DOCUMENT EXTRACT ▸
>>>

It is really helpful. When you feel that pain, you’ll be willing to do that.
You have to be strict or you will never get rid of it completely. Once you get rid of the heel pain and you’re 100% cured, you can absolutely try walking around in a slipper or a sock or even barefoot in the house again.
Stretch your feet often
Not everyone is made the same; we all have different posterior muscle groups. We have to stretch them differently.
The general rule is to stretch your Achilles tendon a minimum of four times a day – three stretches of 15 seconds each, four times a day.
Once you’re out of pain, you probably won’t have to do it that often.
Every doctor, exercise physiologist, physical therapist, exercise scientist … everyone knows that stretching things out every day is good for you. Yoga is a great way to do that. Continuing to stretch can keep you from trouble.
I prefer using ice in a water bottle over a tennis ball for rolling. It still gives the stretching on the arch, but it also gives the ice component to relieve inflammation and pain.
Keep your Achilles stretched, and wear supportive shoe gear when you’re out and walking around a lot. Diabetics should wear supportive shoe gear and protection for the foot – do not go barefoot in the backyard.
Achilles is the largest, most powerful tendon in your body, so once it is injured or ruptured, it’s a very big deal and takes a long time to heal. So, an appropriate and accurate repair of it is very, very important.
Not that we want anyone to get injured and have to have surgery, but if they do, that is something we excel at and are well trained in. I enjoy doing it. Some of my favorite surgeries to do are ankle fractures, heel slides, bunions, mid-foot fractures – something called a Lisfranc fracture, and any type of Achilles work.

<<<

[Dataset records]
>>>

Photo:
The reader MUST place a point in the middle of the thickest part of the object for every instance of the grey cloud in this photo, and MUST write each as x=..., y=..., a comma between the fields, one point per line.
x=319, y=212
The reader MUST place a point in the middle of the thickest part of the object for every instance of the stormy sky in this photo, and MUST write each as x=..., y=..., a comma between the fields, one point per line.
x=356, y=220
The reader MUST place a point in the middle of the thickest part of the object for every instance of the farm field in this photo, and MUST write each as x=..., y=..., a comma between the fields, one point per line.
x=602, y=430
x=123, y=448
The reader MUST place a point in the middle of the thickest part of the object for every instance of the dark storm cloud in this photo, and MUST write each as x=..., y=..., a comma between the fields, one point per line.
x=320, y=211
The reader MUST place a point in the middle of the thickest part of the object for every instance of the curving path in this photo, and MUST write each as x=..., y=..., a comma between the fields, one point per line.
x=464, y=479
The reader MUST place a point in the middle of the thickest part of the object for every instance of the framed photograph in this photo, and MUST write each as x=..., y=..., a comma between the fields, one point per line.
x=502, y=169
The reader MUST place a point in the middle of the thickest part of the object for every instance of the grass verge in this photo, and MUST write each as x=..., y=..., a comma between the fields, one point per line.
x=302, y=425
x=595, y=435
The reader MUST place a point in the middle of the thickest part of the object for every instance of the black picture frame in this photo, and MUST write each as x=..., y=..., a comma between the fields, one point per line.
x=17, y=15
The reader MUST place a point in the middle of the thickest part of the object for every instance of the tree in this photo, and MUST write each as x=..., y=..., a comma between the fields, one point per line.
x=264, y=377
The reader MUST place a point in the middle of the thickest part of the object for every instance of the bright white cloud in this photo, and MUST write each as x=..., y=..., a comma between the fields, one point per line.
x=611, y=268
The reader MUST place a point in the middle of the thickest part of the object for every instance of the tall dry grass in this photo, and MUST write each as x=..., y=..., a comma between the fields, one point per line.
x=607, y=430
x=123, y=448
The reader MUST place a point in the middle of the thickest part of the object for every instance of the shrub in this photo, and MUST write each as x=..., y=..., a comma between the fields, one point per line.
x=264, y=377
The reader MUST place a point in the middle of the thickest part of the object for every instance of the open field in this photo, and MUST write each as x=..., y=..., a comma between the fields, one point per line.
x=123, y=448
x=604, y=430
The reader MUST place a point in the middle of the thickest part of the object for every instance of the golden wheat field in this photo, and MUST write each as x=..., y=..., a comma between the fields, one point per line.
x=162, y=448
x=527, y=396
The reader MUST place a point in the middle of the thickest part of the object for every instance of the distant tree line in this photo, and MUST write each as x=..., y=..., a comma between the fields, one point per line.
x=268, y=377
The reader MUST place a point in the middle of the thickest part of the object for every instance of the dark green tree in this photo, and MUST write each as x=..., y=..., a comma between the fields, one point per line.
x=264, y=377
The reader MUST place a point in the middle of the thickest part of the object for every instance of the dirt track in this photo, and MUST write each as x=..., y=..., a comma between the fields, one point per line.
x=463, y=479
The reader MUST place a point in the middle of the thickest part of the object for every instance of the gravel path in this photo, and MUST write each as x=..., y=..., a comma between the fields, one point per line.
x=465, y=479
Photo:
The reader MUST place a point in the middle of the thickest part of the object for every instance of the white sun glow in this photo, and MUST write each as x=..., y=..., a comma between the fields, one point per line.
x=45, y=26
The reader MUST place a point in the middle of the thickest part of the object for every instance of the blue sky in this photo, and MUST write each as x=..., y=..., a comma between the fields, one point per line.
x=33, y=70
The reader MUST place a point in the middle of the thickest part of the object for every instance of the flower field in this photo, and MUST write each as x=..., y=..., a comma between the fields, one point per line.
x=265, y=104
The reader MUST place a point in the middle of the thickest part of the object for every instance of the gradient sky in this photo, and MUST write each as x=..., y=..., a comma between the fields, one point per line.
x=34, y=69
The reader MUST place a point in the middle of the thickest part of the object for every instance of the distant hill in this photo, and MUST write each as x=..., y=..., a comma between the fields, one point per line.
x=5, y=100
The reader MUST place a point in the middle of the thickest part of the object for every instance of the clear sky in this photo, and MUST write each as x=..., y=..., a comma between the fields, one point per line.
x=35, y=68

<<<

ASSIGNMENT ▸
Reproduce the full text on heel pain and Achilles care word for word, from its first sentence to its last.

ANSWER BELOW ▸
It is really helpful. When you feel that pain, you’ll be willing to do that.
You have to be strict or you will never get rid of it completely. Once you get rid of the heel pain and you’re 100% cured, you can absolutely try walking around in a slipper or a sock or even barefoot in the house again.
Stretch your feet often
Not everyone is made the same; we all have different posterior muscle groups. We have to stretch them differently.
The general rule is to stretch your Achilles tendon a minimum of four times a day – three stretches of 15 seconds each, four times a day.
Once you’re out of pain, you probably won’t have to do it that often.
Every doctor, exercise physiologist, physical therapist, exercise scientist … everyone knows that stretching things out every day is good for you. Yoga is a great way to do that. Continuing to stretch can keep you from trouble.
I prefer using ice in a water bottle over a tennis ball for rolling. It still gives the stretching on the arch, but it also gives the ice component to relieve inflammation and pain.
Keep your Achilles stretched, and wear supportive shoe gear when you’re out and walking around a lot. Diabetics should wear supportive shoe gear and protection for the foot – do not go barefoot in the backyard.
Achilles is the largest, most powerful tendon in your body, so once it is injured or ruptured, it’s a very big deal and takes a long time to heal. So, an appropriate and accurate repair of it is very, very important.
Not that we want anyone to get injured and have to have surgery, but if they do, that is something we excel at and are well trained in. I enjoy doing it. Some of my favorite surgeries to do are ankle fractures, heel slides, bunions, mid-foot fractures – something called a Lisfranc fracture, and any type of Achilles work.